WHAT THE TASK ASKS =>
Reproduce all of the records below word for word, omitting the pictures.

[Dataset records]
** start **

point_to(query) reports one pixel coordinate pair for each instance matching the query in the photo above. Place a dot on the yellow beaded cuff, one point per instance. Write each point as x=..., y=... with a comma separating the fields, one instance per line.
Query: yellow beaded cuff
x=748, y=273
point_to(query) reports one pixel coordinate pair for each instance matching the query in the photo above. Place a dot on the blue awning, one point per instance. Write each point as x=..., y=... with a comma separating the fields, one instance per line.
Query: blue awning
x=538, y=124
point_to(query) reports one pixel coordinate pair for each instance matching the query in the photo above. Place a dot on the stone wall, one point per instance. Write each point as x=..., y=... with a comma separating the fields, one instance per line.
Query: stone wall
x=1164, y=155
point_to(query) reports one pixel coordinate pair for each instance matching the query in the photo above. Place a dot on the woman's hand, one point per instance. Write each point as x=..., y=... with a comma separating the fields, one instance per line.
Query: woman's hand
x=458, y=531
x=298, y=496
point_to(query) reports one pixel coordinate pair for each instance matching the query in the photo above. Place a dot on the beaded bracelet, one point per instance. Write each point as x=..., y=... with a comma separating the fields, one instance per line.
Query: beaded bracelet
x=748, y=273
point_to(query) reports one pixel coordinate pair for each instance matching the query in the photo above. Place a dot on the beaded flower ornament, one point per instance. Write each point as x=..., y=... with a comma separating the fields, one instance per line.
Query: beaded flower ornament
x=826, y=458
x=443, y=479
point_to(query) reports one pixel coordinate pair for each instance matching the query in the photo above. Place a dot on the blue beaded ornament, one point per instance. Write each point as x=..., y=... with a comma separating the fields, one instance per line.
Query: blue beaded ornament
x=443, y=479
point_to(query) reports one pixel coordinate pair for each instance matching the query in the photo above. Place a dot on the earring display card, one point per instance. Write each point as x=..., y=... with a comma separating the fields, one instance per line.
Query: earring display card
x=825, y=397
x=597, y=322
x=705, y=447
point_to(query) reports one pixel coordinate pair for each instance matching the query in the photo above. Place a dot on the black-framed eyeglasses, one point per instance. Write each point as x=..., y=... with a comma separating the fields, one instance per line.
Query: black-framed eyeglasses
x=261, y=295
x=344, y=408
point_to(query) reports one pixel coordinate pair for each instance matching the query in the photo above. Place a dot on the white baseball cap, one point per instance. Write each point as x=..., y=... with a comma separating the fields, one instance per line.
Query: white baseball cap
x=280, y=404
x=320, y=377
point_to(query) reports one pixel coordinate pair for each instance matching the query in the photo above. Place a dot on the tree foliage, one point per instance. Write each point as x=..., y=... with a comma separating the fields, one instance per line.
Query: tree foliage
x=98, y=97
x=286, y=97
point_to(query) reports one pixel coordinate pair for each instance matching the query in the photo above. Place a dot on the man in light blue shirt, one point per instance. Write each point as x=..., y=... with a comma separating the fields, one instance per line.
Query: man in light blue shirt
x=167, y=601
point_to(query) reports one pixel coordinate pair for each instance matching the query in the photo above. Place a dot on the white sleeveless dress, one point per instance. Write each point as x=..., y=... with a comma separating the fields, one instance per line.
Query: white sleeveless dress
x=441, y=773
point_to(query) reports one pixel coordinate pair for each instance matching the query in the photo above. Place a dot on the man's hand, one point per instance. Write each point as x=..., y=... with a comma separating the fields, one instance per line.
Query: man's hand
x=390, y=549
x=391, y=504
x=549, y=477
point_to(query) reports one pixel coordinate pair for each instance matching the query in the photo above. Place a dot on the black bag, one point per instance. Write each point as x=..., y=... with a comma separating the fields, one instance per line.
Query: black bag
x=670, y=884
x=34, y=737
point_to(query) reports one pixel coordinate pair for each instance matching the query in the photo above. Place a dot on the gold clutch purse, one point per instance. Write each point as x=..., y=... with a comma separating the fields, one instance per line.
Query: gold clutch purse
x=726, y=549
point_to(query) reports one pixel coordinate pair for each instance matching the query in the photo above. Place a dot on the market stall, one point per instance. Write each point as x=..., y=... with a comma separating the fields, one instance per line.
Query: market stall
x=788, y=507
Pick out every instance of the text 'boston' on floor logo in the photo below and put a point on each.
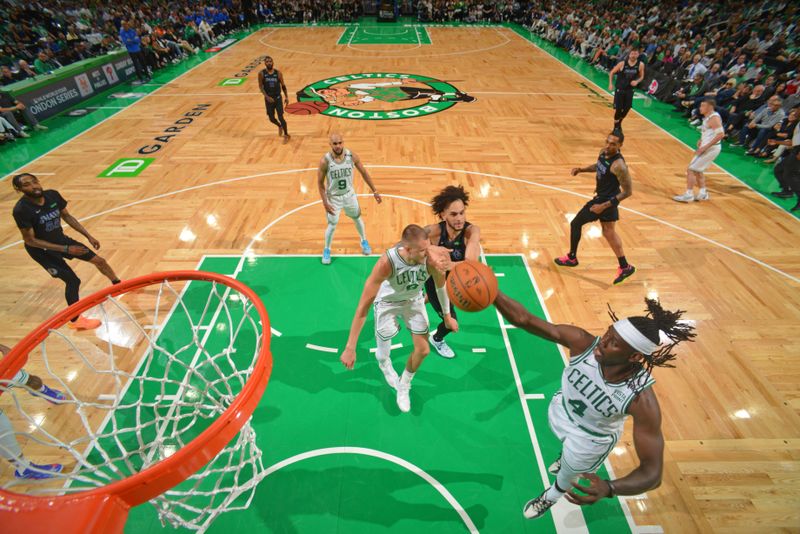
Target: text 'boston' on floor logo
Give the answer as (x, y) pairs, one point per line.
(377, 96)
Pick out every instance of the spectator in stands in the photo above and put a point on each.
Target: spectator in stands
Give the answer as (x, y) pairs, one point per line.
(755, 133)
(11, 109)
(43, 63)
(133, 44)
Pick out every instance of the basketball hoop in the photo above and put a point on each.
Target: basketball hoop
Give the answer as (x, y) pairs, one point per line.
(158, 405)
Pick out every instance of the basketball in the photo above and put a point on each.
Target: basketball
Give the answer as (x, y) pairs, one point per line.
(471, 285)
(306, 108)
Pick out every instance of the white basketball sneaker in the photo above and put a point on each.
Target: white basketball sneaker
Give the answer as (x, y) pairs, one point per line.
(389, 373)
(403, 398)
(442, 347)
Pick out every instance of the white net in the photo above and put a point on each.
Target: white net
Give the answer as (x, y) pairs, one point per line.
(167, 361)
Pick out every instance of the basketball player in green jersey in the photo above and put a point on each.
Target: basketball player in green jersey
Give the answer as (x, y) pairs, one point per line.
(461, 239)
(395, 285)
(608, 378)
(335, 183)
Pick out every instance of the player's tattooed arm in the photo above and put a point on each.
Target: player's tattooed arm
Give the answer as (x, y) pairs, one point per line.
(283, 86)
(572, 337)
(620, 170)
(590, 168)
(73, 222)
(473, 237)
(322, 171)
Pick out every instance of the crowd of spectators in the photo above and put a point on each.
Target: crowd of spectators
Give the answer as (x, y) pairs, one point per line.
(742, 54)
(39, 38)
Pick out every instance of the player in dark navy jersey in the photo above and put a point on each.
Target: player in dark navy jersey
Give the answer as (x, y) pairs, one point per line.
(270, 82)
(461, 238)
(613, 186)
(629, 73)
(38, 215)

** end **

SOLUTION TO THE EXERCISE =>
point_to(query) reports one pixel coordinate pair for each instance matching the query in the photo above. Place a dot on the yellow beaded cuff, one point per instance. Write each point as x=..., y=... with a comma separating the fields, one instance per line.
Query: yellow beaded cuff
x=748, y=273
point_to(query) reports one pixel coordinate pair for each instance matching the query in the photo above. Place a dot on the blue awning, one point per instance. Write each point as x=..., y=... with a comma separating the fields, one instance per line.
Query: blue awning
x=538, y=124
point_to(query) reports one pixel coordinate pair for each instance matching the query in the photo above. Place a dot on the stone wall, one point per instance. Write each point as x=..., y=... with a comma separating the fields, one instance per line.
Query: stone wall
x=1164, y=155
point_to(query) reports one pixel coordinate pair for each instance matching the query in the photo above. Place a dot on the woman's hand, one point per instance. Write each point as x=..., y=... with a comma separating the fields, one instance per line.
Query: woman's hand
x=458, y=531
x=298, y=496
point_to(query) reports one pixel coordinate pair for each instance matching the query in the photo above. Place a dot on the beaded bracelet, one point per instance. Write each point as x=..., y=... with a comma separating the fields, one instance per line.
Query: beaded bracelet
x=748, y=273
point_to(query) reports one pixel coordinate pair for each instance matching the query in the photo above. Place a dot on the beaded flower ornament, one point per instance. Write each point as x=..., y=... with a comma separating the fields, one instance per line.
Query: beaded flower ornament
x=826, y=458
x=443, y=479
point_to(query) reports one pixel coordinate pair for each instance matching the query in the photo above. Place a dot on the blue beaded ornament, one point per instance. Write each point as x=..., y=... with a comma separating the fields, one instance per line.
Query: blue beaded ornament
x=443, y=479
point_to(query) reports one pixel coordinate pair for each instance matching the query in the photo above. Place a dot on the earring display card, one point per instance. Write each point as x=..., y=... with a comma separating the fields, one instance per line.
Query: earring display card
x=825, y=397
x=597, y=322
x=705, y=447
point_to(query) reports one pixel coordinate pair for each instance matching the query in the photo above. Place a dot on the black-framed eyeglasses, one point per instance. Write each point as x=..., y=... with a comma separating the fields, one instance per line.
Query: black-framed eyeglasses
x=261, y=295
x=344, y=408
point_to(query) reports one pixel coordinate pair for each instance matching the query in the photo above. Place a dot on the white baseball cap, one point per instance. Write each point as x=..., y=... with a comma separating the fields, one instance per line.
Query: white baseball cap
x=280, y=404
x=320, y=377
point_to(query) reports one pixel coordinate pair for each instance matching the query in the photo above. Place a dot on the tree foliage, one point per instance. Write each point as x=..., y=... with a comma separating the fields, one instance per line.
Query: tree foliage
x=98, y=97
x=286, y=97
point_to(query) reports one pixel coordinate pair for each instance matching the query in the photo above. Place a dot on the man in light blue shirt, one point per instance. Write each point as x=..., y=... with a comma separating the fields, one instance per line.
Query: man in light blue shirt
x=167, y=601
point_to(query) reports one pixel coordinate pair for each instance matching the query in the photo above. Place a dot on the white sleeveless dress, one point per instance. Write each point as x=..., y=... with a comma separating the fields, one instance per line.
Query: white sleeveless dress
x=441, y=773
point_to(query) reports one pixel coordinate pair for each instance matching the query in the photo above. Place a dot on the man's hand, one point per instance. Write each point as x=..., y=... with a comma separating the fields, one instance per line.
Query: man's hand
x=390, y=549
x=391, y=504
x=549, y=477
point_to(query) reports one pixel coordinate pair for each instance matching the query in the photo above. Place a dot on the black bag, one point per instance. Write each point as x=..., y=... with a comma separating the fields, one instance per line.
Query: black bag
x=670, y=884
x=34, y=737
point_to(query) reports one pixel coordinate pair for each instance matching the query in the photo above. Place a dot on the gold clutch purse, one point per instance. Write each point as x=..., y=... with a comma separating the fields, one instance per line.
Query: gold clutch purse
x=726, y=549
point_to(query) reports one pixel coordinate pair for each instance matching the query in the photo above. Place a dot on the market stall, one point per instance. Write each point as x=..., y=... with a comma separating the fields, one instance per line.
Query: market stall
x=788, y=507
Pick out every instance of the text 'boston' on floor logo in the photo below and put a point on each.
Target: text 'boston' on floor logo
Give the answer as (x, y) pairs, one point per line.
(377, 96)
Pick out every instance of the spectator in stands in the photo above and put a point on each.
Target: spectator in stands
Give the answer as (x, y) pairs, one point per line.
(755, 133)
(11, 109)
(43, 63)
(133, 44)
Pick out every instance of the basketball hoop in the photo above and put a point on each.
Target: basketball hoop
Give the answer as (x, y) pairs, one point per line.
(158, 405)
Pick out every instance of the basketball in the photo above and put a point on each.
Target: basketball
Give the answer as (x, y) pairs, one point per line.
(471, 285)
(306, 108)
Pick out every instance of the white basketball sneaker in the photo above and put a point on each.
Target: white basketball sneaker
Give the answer as (x, y) pairs, one point per line.
(389, 373)
(403, 398)
(442, 347)
Pick out every instance of the white net in the photo above and put a point on each.
Target: white net
Give the answer as (x, y) pairs, one point per line.
(167, 361)
Pick out every instance of the basketball player in green jersey in the photo above and put a point on each.
Target: basketball player in green jersey
Give the answer as (x, y) pairs, one point per line.
(461, 239)
(395, 285)
(608, 378)
(335, 183)
Pick out every instance of the player's tattooed arm in the photo above and put a point on each.
Target: player's tattooed arm
Give the answer as (x, y) pairs, one point per line.
(283, 86)
(572, 337)
(620, 170)
(590, 168)
(73, 222)
(473, 237)
(322, 171)
Pick out every instance of the crowd of spectators in the photo above and put a point on each.
Target: crowd of spectators
Give the answer as (x, y) pairs, one point per line.
(742, 54)
(39, 38)
Pick out every instance of the player in dark navy jersey in the photo above and put a point on each.
Target: player in dark navy jersey
Give the answer as (x, y) pairs, one point per line.
(270, 82)
(461, 238)
(613, 186)
(629, 73)
(38, 215)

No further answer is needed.